### TASK INSTRUCTIONS
**1.** Can you sum up the data-cleaning text in two sentences?
**2.** Could you transcribe the data-cleaning text from "Records with values" to "any useful information."?

### TEXT BLOCK

────────────────

This section displayed data cleaning for all the four data quality issues (inconsistent data, intentional data, incomplete data and noisy data) found in the dataset as mentioned in Exploratory Data Analysis section.
# Remove records of 'AGE' with value '-9999'
dataset <- subset(dataset, AGE != -9999)
Records with values of -9999 representing no record is
stated for the customer age. Thus, these records are then removed as
they did not bring any useful information.
? to NA
then fill with 0# replace "?" to "NA"
dataset <- replace(dataset, dataset=='?', NA)
# replace "NA" with 0
dataset$ARPU_BEFORE = replace(dataset$ARPU_BEFORE, is.na(dataset$ARPU_BEFORE), 0)
dataset$ARPU_AFTER = replace(dataset$ARPU_AFTER, is.na(dataset$ARPU_AFTER), 0)
dataset$CPA_RVN_BEFORE = replace(dataset$CPA_RVN_BEFORE, is.na(dataset$CPA_RVN_BEFORE), 0)
dataset$CPA_RVN_AFTER = replace(dataset$CPA_RVN_AFTER, is.na(dataset$CPA_RVN_AFTER), 0)
dataset$RLD_AMT_BEFORE = replace(dataset$RLD_AMT_BEFORE, is.na(dataset$RLD_AMT_BEFORE), 0)
dataset$RLD_AMT_AFTER = replace(dataset$RLD_AMT_AFTER, is.na(dataset$RLD_AMT_AFTER), 0)
dataset$DATA_CHRG_BEFORE = replace(dataset$DATA_CHRG_BEFORE, is.na(dataset$DATA_CHRG_BEFORE), 0)
dataset$DATA_CHRG_AFTER = replace(dataset$DATA_CHRG_AFTER, is.na(dataset$DATA_CHRG_AFTER), 0)
Columns which mistagged as categorical with values of ? is
replaced with NA then 0, are now corrected to
numerical data type. 0 is chosen to replace the unknown
values due to the business logic in which null is shown when no mapping
results.
# Standardize the name for the states
dataset$STATE[dataset$STATE == "JOHORE"] = "JOHOR"
dataset$STATE[dataset$STATE == "KLANG VALLEY"] = "WILAYAH PERSEKUTUAN"
dataset$STATE[dataset$STATE == "MALACCA"] = "MELAKA"
dataset$STATE[dataset$STATE == "N SEMBILAN"] = "NEGERI SEMBILAN"
dataset$STATE[dataset$STATE == "PULAU PINANG"] = "PENANG"
dataset$STATE[dataset$STATE == "SEREMBAN/MELAKA"] = "MELAKA"
The inconsistencies in the naming of the states where the names are mixed with Malay and English that caused the duplicate values in the variable are standardzied using English naming convention.
dataset$GENDER = replace(dataset$GENDER, is.na(dataset$GENDER), "Unspecified")

────────────────

### RECORDS SHOWN
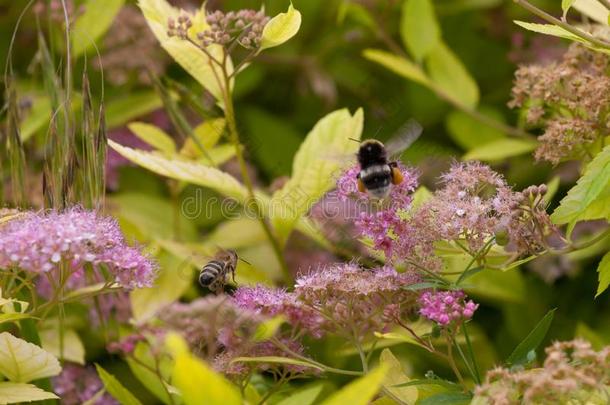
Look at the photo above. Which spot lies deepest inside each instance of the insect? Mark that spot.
(214, 274)
(378, 167)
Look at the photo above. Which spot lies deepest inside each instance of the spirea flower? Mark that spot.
(573, 372)
(41, 242)
(219, 330)
(568, 99)
(446, 307)
(77, 384)
(272, 302)
(354, 300)
(382, 222)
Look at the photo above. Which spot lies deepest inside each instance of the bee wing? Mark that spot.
(406, 135)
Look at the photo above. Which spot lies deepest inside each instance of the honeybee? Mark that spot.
(214, 274)
(377, 172)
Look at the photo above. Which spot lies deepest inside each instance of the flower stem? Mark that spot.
(234, 136)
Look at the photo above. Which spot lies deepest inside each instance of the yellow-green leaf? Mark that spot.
(501, 149)
(93, 23)
(592, 9)
(13, 393)
(207, 134)
(191, 58)
(419, 28)
(21, 361)
(198, 383)
(128, 107)
(603, 269)
(396, 376)
(73, 349)
(154, 136)
(314, 169)
(361, 391)
(397, 64)
(116, 389)
(281, 28)
(549, 29)
(191, 172)
(450, 75)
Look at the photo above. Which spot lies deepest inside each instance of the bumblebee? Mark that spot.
(377, 172)
(214, 274)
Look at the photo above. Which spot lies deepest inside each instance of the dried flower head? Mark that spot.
(572, 373)
(569, 99)
(41, 242)
(446, 308)
(78, 384)
(353, 300)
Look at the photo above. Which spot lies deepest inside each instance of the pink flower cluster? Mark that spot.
(272, 302)
(357, 301)
(40, 242)
(77, 384)
(384, 226)
(446, 307)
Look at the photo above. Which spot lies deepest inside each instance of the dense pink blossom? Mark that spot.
(446, 307)
(354, 300)
(41, 242)
(274, 301)
(77, 384)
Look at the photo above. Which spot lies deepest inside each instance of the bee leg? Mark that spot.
(397, 176)
(361, 187)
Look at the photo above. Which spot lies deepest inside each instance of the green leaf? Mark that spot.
(470, 133)
(191, 58)
(314, 169)
(21, 361)
(73, 349)
(447, 398)
(281, 28)
(207, 134)
(154, 136)
(191, 172)
(579, 203)
(360, 391)
(196, 380)
(603, 269)
(142, 364)
(523, 352)
(501, 149)
(15, 317)
(275, 360)
(592, 9)
(307, 395)
(397, 64)
(396, 376)
(128, 107)
(93, 23)
(419, 28)
(116, 389)
(12, 393)
(449, 75)
(549, 29)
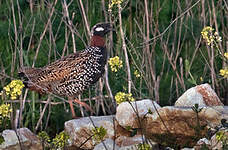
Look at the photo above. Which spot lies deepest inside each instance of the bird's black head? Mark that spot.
(101, 29)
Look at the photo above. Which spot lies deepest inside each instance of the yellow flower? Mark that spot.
(14, 88)
(60, 140)
(114, 2)
(123, 97)
(5, 110)
(115, 63)
(137, 74)
(224, 73)
(226, 55)
(210, 36)
(99, 133)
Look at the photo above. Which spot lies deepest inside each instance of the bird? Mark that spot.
(72, 74)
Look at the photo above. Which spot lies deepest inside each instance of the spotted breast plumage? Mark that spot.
(72, 74)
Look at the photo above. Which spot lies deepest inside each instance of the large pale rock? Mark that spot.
(130, 114)
(179, 125)
(202, 94)
(107, 144)
(80, 130)
(28, 140)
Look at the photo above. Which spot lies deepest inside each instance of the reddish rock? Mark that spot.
(179, 125)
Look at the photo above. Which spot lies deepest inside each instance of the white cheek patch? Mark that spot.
(99, 29)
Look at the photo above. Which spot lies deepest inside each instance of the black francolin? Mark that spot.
(70, 75)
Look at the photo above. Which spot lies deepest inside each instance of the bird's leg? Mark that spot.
(72, 108)
(84, 104)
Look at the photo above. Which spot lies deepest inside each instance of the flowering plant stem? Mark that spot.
(125, 49)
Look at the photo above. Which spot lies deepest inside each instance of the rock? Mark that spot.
(202, 94)
(179, 125)
(107, 144)
(28, 140)
(129, 114)
(202, 143)
(129, 141)
(80, 130)
(218, 144)
(132, 143)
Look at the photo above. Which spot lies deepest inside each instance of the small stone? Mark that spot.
(28, 140)
(203, 95)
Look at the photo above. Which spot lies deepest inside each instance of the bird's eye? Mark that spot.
(99, 29)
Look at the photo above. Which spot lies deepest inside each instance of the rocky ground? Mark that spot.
(193, 122)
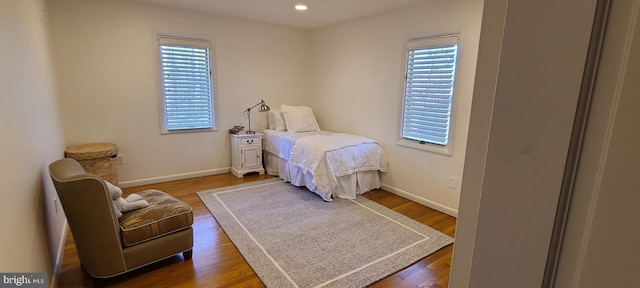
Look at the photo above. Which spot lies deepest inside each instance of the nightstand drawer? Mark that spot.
(251, 141)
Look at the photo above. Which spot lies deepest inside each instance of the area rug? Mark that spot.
(292, 238)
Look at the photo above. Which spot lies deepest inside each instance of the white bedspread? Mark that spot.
(331, 155)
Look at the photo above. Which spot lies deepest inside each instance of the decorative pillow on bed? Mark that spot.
(299, 118)
(276, 120)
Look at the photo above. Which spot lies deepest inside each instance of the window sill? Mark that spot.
(164, 131)
(443, 150)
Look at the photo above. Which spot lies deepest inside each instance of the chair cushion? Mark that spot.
(164, 215)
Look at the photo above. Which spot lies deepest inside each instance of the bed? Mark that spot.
(332, 165)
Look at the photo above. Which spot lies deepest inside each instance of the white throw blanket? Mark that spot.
(329, 156)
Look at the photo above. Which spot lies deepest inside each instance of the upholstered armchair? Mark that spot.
(108, 246)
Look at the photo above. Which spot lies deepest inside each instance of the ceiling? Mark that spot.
(320, 12)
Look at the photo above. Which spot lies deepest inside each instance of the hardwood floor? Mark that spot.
(217, 263)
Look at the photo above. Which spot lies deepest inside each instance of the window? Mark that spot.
(428, 92)
(187, 90)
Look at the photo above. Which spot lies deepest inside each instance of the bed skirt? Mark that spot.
(347, 186)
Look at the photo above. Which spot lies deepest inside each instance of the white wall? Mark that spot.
(358, 77)
(523, 112)
(32, 138)
(109, 81)
(600, 247)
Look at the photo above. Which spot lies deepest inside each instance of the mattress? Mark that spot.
(332, 165)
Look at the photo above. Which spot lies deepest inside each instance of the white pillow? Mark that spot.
(299, 118)
(276, 120)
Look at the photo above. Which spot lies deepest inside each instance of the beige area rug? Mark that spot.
(292, 238)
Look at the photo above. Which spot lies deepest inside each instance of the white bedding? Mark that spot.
(329, 164)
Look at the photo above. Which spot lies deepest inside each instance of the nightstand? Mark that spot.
(246, 154)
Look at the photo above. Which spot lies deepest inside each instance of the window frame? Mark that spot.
(167, 40)
(426, 42)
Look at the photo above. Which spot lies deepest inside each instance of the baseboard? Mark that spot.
(57, 267)
(420, 200)
(173, 177)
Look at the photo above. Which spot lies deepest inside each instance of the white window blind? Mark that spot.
(186, 83)
(429, 87)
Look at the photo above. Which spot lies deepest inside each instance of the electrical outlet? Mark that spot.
(453, 182)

────────────────

### RESPONSES FOR EACH TASK
**1.** The data-cleaning text shows cleaning steps for four data quality issues found in the dataset: inconsistent, intentional, incomplete and noisy data. Records with an AGE of -9999 are removed because they bring no useful information, columns mistagged as categorical have their "?" values replaced with NA and then 0 so they become numerical, and state names that mixed Malay and English are standardized using an English naming convention.

**2.**
Records with values of -9999 representing no record is
stated for the customer age. Thus, these records are then removed as
they did not bring any useful information.